--- PASSAGE FOR REVIEW Enclosed Below ---

Although generic PRO instruments, such as the 36-Item Short Form Health Survey (SF-36) and the Quality of Well-Being Scale [8, 9], were initially the most widely used, numerous studies suggest that disease-specific measures are more sensitive to change and provide information that is more relevant for clinical interventions [2, 5, 10]. Efforts to develop reliable and valid PRO instruments have been very successful, resulting in numerous well-validated tools and a growing empirical and clinical database [11]. PROs are particularly important for patients with chronic diseases, such as cystic fibrosis (CF), whose daily lives are significantly impacted by their illness.

CF is an autosomal recessive disorder affecting multiple organs, including the lungs, pancreas, and digestive and reproductive systems. Median life expectancy has increased dramatically in the past 20–37.8 years in the United States; however, progression of lung disease continues to lead to shortened life spans [12], and in younger patients, achieving normal nutrition and growth are challenging. Despite the development of new palliative treatments for CF, patients experience frequent pulmonary exacerbations, hospitalizations, and segregation from peers due to multi-resistant bacteria. High rates of depression and anxiety have also been reported by both patients and caregivers [13, 14]. Beginning in adolescence, gender differences in both morbidity and mortality have been identified, with women experiencing greater declines in lung function than men [15, 16].

In addition, the treatment regimen for CF is highly complex and time-consuming, requiring 2–4 h of treatment every day. The treatment regimen includes multiple inhaled therapies, airway clearance two times per day, oral medications, and boosting calories to 110–200% of the recommended daily allowance. The challenges of adhering to this regimen include the time required, the complexity of using and cleaning the equipment, and its considerable cost [17]. These difficulties increase the importance of including PROs in clinical trials of new therapies, to assess patients’ perceptions of efficacy and treatment burden [18].

--- End of Enclosed PASSAGE FOR REVIEW ---

→ SET OF TASKS
1. List every part of the cystic fibrosis treatment regimen that the passage on cystic fibrosis above names.
2. Translate this sentence from the passage on cystic fibrosis into Spanish: "PROs are particularly important for patients with chronic diseases, such as cystic fibrosis (CF), whose daily lives are significantly impacted by their illness."
3. According to the passage on cystic fibrosis, how much treatment time does the regimen require each day?

--- INFORMATION SHOWN Enclosed Below ---

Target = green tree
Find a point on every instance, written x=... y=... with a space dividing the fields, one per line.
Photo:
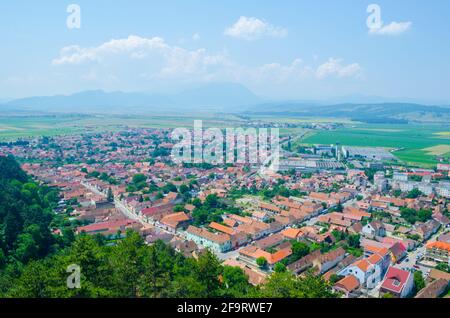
x=261 y=262
x=419 y=282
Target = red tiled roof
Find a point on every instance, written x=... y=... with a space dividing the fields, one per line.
x=395 y=279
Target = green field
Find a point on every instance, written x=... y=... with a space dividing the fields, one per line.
x=417 y=144
x=12 y=128
x=412 y=140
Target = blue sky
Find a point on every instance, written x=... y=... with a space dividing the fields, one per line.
x=279 y=49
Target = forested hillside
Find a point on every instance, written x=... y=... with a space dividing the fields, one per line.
x=132 y=269
x=34 y=263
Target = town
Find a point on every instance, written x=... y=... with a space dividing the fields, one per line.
x=368 y=224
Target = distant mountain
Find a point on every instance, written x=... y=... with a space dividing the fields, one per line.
x=367 y=112
x=217 y=96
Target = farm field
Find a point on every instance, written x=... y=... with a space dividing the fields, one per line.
x=12 y=128
x=416 y=144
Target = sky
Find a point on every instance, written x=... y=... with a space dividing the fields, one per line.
x=280 y=49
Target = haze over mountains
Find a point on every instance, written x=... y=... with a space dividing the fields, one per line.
x=229 y=98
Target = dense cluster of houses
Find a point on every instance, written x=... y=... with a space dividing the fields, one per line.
x=95 y=173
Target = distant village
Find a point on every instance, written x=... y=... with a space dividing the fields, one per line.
x=367 y=224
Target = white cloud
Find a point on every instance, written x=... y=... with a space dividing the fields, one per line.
x=251 y=28
x=161 y=58
x=393 y=28
x=138 y=62
x=334 y=67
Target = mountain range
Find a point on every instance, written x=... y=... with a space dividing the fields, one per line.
x=228 y=98
x=212 y=97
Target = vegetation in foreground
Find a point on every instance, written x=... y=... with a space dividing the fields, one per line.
x=34 y=262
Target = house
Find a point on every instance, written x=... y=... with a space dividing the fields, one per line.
x=374 y=229
x=156 y=213
x=109 y=228
x=398 y=252
x=320 y=262
x=438 y=252
x=218 y=242
x=397 y=282
x=255 y=277
x=434 y=290
x=426 y=230
x=370 y=270
x=173 y=222
x=347 y=285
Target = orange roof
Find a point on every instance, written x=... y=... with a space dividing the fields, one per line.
x=221 y=228
x=439 y=245
x=349 y=283
x=291 y=233
x=374 y=259
x=382 y=251
x=362 y=264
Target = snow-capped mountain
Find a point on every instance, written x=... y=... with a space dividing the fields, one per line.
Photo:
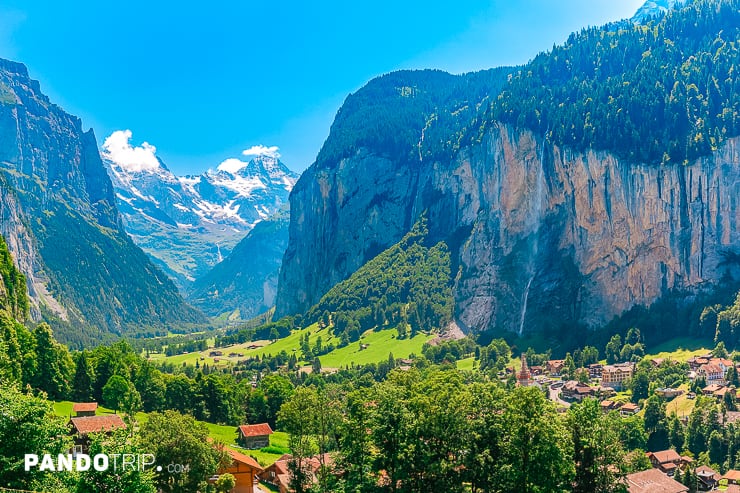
x=655 y=8
x=187 y=224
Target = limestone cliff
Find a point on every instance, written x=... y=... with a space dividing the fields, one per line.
x=538 y=232
x=62 y=226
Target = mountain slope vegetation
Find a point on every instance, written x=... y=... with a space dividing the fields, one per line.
x=666 y=92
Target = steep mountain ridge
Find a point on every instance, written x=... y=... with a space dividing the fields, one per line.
x=61 y=224
x=247 y=279
x=187 y=224
x=543 y=234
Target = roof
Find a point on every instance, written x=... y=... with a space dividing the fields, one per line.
x=258 y=430
x=91 y=424
x=653 y=481
x=244 y=459
x=83 y=407
x=707 y=472
x=666 y=456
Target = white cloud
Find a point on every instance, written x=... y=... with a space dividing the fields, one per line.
x=261 y=150
x=231 y=165
x=118 y=149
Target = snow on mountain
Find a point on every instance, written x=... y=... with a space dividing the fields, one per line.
x=189 y=223
x=655 y=8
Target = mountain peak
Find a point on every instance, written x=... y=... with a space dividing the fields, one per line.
x=265 y=157
x=655 y=8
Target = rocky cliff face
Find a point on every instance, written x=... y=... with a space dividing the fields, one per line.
x=188 y=224
x=245 y=283
x=62 y=226
x=538 y=233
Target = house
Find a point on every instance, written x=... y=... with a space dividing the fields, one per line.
x=668 y=393
x=574 y=390
x=720 y=394
x=629 y=409
x=84 y=409
x=615 y=375
x=667 y=461
x=254 y=436
x=711 y=389
x=708 y=478
x=712 y=374
x=555 y=366
x=697 y=361
x=277 y=474
x=608 y=405
x=732 y=476
x=82 y=426
x=245 y=470
x=653 y=481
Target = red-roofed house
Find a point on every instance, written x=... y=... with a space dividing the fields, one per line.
x=653 y=481
x=708 y=477
x=278 y=473
x=84 y=425
x=732 y=476
x=666 y=461
x=245 y=470
x=712 y=373
x=254 y=436
x=85 y=409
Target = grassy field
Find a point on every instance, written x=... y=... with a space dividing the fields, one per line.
x=219 y=433
x=379 y=345
x=467 y=364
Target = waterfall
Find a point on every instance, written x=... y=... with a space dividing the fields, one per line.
x=531 y=266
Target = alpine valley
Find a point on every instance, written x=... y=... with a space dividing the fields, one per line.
x=362 y=327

--- End of Enclosed INFORMATION SHOWN ---

→ RESPONSES TO THE EXERCISE
1.
- multiple inhaled therapies
- airway clearance two times per day
- oral medications
- boosting calories to 110–200% of the recommended daily allowance

2. Los PRO son particularmente importantes para los pacientes con enfermedades crónicas, como la fibrosis quística (FQ), cuya vida diaria se ve considerablemente afectada por su enfermedad.

3. 2–4 hours every day.